### Required action 1
In the column on Stephen Strasburg's pitching mechanics, what is the normal recovery and rehab time for Tommy John surgery?
### Required action 2
Based on the column on Stephen Strasburg's pitching mechanics, explain why the elbow position called the Gullwing Syndrome is harmful.

### Reading text

※

Nor was Mills the only one red flagging what to the eyes of a layman appeared to be a smooth and efficient delivery.

"I have seen lots of analysis of his mechanics where these flaws are pointed out but I have yet to read one diagnosis that suggests what changes could be made to help reduce his risk of injury and possibly improve his velocity and control," Mills wrote.

Dick Mills wrote all this Strasburg stuff in an online newsletter that was published March 25, 2009, 10 weeks before the Washington Nationals made the college version of Nolan Ryan the No. 1 pick in the draft.

The kid was a Scott Boras client, of course. And the super-agent made sure that if the lead pony in his 2009 stable suffered a catastrophic injury and never threw a meaningful pitch, he would be set for life . . . Make that set for several lives.

Boras scored a 4-year, $15.1 million deal for a kid who had yet to throw even a minor league pitch, including a $7.5 million signing bonus spread over 3 years.

Strasburg will not throw another major league pitch until at least late next season. The normal recovery and rehab time for the Tommy John surgery he must have to repair a torn ulnar tendon is 12-18 months.

When Strasburg resumes his derailed career, maybe the Nationals will worry less about his pitch counts and more about straightening out his flawed mechanics. And maybe the pitching-coach fraternity, including the biomechanic "experts" who scoff at people like Dick Mills, will rethink the deliveries they have been teaching.

Stephen Strasburg was born with a golden arm. And that's the problem. He relied on that great arm to do too much of the work.

And to get that arm to shoulder - pun intended - even more of the load, he fell into what I call the Gullwing Syndrome. After breaking his hands and beginning the arc of his delivery, his elbow would be above the height of his shoulder. To see it, you have to use slow motion. But let Mills explain.

"The mechanical flaw that has many concerned is what is referred to as hyper-abduction, where the pitcher's throwing elbow continues to move above the line of his shoulders. In the case of Strasburg, his elbow is above his shoulder well before landing," Mills wrote.

The result is undue stress to both the shoulder and elbow.

Ill-starred Mark Prior is Exhibit A of the Gullwing Syndrome and has the incisions to prove it. Phillies prospect Jason Knapp was felled by Gullwing shortly after his trade to Cleveland in the Cliff Lee package and recently resumed his minor league career.

※

### Data provided
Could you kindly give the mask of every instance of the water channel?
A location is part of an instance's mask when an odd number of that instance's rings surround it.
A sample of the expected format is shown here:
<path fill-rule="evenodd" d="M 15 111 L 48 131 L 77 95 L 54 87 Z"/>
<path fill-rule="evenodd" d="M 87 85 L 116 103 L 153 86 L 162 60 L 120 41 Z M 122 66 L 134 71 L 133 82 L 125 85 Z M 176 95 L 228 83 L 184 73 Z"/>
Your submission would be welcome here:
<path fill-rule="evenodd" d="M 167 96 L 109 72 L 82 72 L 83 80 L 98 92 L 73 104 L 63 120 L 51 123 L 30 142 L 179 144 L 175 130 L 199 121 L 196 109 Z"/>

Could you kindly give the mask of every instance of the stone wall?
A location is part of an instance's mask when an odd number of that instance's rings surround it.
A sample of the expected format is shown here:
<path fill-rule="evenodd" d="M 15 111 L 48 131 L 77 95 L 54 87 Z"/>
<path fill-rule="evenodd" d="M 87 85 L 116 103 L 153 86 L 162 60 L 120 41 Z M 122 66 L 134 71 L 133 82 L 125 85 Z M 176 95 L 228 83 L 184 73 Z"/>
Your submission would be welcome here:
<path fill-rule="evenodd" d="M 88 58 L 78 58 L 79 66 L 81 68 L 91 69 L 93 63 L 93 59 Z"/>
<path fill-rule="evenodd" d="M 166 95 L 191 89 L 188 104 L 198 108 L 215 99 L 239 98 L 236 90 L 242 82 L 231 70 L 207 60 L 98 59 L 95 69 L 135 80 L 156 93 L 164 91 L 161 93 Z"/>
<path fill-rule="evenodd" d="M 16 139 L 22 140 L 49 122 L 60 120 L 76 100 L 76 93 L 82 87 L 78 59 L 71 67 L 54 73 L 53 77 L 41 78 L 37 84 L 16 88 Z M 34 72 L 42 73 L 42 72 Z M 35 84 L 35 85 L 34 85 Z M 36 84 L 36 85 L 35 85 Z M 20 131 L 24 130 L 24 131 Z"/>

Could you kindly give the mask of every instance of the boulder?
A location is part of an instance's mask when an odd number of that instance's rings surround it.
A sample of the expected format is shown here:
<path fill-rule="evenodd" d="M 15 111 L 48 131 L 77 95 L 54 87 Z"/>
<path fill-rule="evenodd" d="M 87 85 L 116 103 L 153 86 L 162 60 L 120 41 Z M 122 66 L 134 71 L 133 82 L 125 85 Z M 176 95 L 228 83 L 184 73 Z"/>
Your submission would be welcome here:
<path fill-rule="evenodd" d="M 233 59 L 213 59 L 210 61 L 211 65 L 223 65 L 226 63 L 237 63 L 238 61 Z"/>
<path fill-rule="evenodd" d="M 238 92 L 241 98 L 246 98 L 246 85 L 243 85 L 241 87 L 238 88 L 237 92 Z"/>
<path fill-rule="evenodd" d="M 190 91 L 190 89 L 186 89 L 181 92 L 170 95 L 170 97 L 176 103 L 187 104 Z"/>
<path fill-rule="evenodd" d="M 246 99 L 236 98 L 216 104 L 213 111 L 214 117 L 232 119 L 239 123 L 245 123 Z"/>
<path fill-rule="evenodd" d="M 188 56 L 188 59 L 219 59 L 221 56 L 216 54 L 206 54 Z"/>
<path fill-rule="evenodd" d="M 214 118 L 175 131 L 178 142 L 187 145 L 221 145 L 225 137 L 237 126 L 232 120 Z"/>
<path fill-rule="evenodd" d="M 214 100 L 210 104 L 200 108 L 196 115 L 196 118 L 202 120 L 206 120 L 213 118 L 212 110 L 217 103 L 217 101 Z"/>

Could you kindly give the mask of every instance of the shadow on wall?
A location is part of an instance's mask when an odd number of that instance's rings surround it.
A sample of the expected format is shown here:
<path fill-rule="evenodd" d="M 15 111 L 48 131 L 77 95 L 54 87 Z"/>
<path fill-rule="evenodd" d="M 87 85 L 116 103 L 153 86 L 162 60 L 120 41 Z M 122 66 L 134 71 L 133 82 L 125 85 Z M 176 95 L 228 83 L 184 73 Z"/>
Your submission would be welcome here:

※

### Your solution 1
The normal recovery and rehab time is 12 to 18 months.

### Your solution 2
In this flaw, known as hyper-abduction, the pitcher's throwing elbow keeps moving above the line of his shoulders. In Strasburg's case, it is above his shoulder well before landing. The result is undue stress to both the shoulder and the elbow.